◆ Exercise inputs ◆
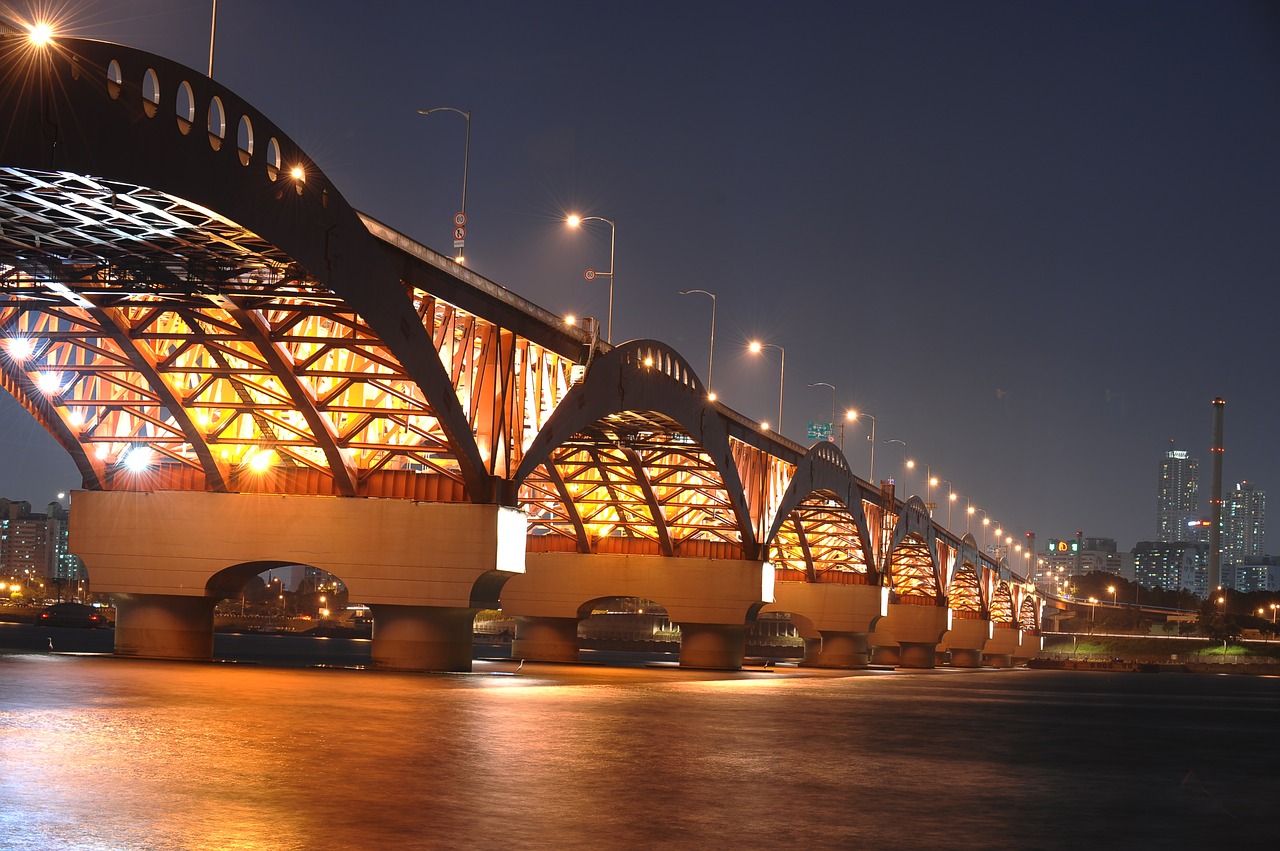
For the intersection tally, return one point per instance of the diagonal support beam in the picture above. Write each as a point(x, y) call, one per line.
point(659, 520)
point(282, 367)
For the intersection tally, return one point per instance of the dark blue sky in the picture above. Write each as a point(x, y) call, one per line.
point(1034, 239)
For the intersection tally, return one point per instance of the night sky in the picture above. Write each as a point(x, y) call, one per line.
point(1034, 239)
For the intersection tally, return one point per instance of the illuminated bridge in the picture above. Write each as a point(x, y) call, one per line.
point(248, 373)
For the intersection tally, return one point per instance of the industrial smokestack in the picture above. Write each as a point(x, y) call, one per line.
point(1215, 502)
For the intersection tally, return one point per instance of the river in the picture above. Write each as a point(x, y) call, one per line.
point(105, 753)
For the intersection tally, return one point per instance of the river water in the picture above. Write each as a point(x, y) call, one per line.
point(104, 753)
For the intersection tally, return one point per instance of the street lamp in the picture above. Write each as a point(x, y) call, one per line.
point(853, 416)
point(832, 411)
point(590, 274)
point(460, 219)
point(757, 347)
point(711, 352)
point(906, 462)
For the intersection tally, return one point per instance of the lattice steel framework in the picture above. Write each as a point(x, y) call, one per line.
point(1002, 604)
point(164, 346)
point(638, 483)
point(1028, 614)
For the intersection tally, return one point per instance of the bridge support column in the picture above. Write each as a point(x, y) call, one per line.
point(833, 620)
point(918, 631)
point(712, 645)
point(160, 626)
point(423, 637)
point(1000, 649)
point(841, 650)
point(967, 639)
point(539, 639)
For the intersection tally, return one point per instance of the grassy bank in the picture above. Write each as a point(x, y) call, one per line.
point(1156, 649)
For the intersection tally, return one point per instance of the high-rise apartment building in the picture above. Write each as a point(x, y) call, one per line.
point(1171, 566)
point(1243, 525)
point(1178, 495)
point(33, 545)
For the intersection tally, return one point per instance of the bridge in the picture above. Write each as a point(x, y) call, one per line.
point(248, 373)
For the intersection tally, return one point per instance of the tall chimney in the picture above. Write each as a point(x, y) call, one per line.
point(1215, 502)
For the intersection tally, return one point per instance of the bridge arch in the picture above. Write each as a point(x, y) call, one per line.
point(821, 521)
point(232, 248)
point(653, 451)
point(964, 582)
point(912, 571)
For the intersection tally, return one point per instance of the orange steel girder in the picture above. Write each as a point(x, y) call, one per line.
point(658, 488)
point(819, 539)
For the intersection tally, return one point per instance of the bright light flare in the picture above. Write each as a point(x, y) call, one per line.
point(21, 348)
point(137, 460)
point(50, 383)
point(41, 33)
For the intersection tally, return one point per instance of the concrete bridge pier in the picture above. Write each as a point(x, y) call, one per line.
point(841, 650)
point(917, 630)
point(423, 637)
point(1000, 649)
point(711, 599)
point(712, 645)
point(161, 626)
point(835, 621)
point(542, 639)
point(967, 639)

◆ Your goal ◆
Quote the material exactly. Pictures stay out.

◆ Answer section ◆
For the intersection tally, return one point per instance of the diagonal support beam in the picture above. Write each as a point(x, y) call, one per line.
point(659, 520)
point(282, 367)
For the intersection tally, return one point per instance of the dark blue sky in the picture above. Write each as a point(x, y) call, one per line.
point(1034, 239)
For the intersection tally, return one point per instance of the night sky in the picture above. Write each as a point(x, y) call, one per line.
point(1034, 239)
For the intersection tally, return one point per instance of the illuminated bridge in the picture above. Write each as a point(x, y) call, one per line.
point(248, 373)
For the intersection tally, return one point per instance of the industrial smokestack in the picture above. Write each as a point(x, y) call, one per line.
point(1215, 502)
For the intersection tally, return one point per instance of the river in the picture above. Write each as a point(x, y) call, one per line.
point(105, 753)
For the intersection tally, return one point per instance of the river water in the picture above. Write each as a point(x, y) call, one per line.
point(104, 753)
For the intersection tally, return one point per instance of the street lamp in the picture above. Write each as a point(x, y) call, one per line.
point(853, 416)
point(832, 411)
point(590, 274)
point(460, 219)
point(757, 347)
point(711, 352)
point(906, 462)
For the intersection tally, return one point per instance of the lattice steel framework in the picture above. Write each as a point(x, y) call, one per line.
point(1002, 604)
point(164, 346)
point(638, 483)
point(1028, 614)
For the intersection tally, return one point per instance of the bridge support column in the picture above. Write each as a point(x, y) call, one per line.
point(833, 620)
point(918, 631)
point(712, 645)
point(160, 626)
point(423, 637)
point(1000, 649)
point(841, 650)
point(967, 639)
point(539, 639)
For the intersection tally, return one point per instance of the grassy bank in the picture above. Write each as a point(x, y) call, one per line.
point(1156, 649)
For the intersection tally, return one point per instance of the high-rise apartment building in the picture above. Write each as a point(x, y) call, one per line.
point(1171, 566)
point(1243, 525)
point(1178, 495)
point(33, 545)
For the intersection tally, return one point per instance of the bridge in the picture above. Write each as a point(x, y) call, one per line.
point(248, 373)
For the intersection tally, return one point per instance of the tall chimney in the picture above. Write each as a point(x, y) call, one per line.
point(1215, 502)
For the intersection tally, return one point per instance of the bridge arch in the picture above. Write each as a point(x, y) call, one per line.
point(821, 521)
point(232, 248)
point(653, 451)
point(964, 582)
point(912, 571)
For the intersection tally, return one point per instance of the orange steel girder in the picture above. Write each as a point(x, y) call, one per line.
point(658, 488)
point(819, 539)
For the intersection tally, return one point per instance of the bright light flare in the picture above. Write each as a point(x, y) call, one per line.
point(21, 348)
point(137, 460)
point(50, 383)
point(41, 33)
For the intersection tally, return one point per instance of the concrete bridge pier in the picture above. Write each as a point(x, y) call, one per line.
point(841, 650)
point(917, 630)
point(423, 637)
point(1000, 649)
point(711, 599)
point(712, 645)
point(161, 626)
point(835, 621)
point(542, 639)
point(967, 639)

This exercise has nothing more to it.